::: DATA EXCERPTS
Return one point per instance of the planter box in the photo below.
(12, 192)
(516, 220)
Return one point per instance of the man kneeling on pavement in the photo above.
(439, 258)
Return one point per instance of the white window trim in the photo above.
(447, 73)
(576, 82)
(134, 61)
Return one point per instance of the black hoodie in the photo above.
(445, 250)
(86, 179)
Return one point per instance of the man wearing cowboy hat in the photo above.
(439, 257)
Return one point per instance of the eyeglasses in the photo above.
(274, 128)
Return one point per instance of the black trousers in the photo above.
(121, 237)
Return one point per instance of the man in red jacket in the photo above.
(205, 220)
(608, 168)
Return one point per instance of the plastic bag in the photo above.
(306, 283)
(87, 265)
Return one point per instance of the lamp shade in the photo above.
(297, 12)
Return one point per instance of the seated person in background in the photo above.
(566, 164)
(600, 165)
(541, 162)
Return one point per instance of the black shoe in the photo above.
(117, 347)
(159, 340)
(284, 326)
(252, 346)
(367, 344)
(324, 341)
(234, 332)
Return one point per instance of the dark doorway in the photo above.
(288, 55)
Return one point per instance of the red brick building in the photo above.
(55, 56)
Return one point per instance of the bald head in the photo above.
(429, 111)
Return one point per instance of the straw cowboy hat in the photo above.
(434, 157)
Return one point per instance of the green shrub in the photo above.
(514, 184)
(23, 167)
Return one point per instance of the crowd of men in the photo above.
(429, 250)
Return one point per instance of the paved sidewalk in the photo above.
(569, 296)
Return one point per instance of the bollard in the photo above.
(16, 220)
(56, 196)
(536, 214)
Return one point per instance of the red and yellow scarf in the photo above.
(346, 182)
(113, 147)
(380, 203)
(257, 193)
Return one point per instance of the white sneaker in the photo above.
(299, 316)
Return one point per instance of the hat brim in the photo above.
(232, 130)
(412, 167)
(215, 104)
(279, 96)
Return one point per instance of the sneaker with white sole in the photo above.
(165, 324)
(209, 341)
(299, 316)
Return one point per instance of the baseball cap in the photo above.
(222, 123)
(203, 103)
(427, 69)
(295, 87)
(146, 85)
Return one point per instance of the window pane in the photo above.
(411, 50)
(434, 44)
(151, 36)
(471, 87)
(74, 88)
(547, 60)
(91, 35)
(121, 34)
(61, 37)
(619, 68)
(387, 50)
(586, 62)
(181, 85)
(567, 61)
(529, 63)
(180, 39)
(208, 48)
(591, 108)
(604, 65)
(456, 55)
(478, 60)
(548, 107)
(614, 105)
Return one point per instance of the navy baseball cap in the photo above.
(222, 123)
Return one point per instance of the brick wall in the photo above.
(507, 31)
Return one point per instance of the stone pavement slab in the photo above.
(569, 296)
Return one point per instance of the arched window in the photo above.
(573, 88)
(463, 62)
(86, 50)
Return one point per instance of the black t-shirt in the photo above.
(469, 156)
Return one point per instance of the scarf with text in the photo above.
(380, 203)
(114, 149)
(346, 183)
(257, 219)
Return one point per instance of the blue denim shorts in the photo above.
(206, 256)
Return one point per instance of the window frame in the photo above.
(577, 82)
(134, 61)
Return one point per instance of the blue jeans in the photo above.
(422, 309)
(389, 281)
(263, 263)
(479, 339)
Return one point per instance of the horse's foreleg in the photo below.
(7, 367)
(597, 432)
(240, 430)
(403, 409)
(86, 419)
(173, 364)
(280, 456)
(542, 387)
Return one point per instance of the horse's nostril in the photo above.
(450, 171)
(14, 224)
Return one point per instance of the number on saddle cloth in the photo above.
::::::
### WHAT THE EXERCISE ASKS
Copy out the items word for word, beginning at the line that contains "Return one point per instance of the horse's nostril" and stopping after the final line of the items.

### RESULT
Return one point per instance of the horse's nostril in the photo above.
(450, 171)
(14, 224)
Return one point per instance of the number on saddle cloth in the photo above.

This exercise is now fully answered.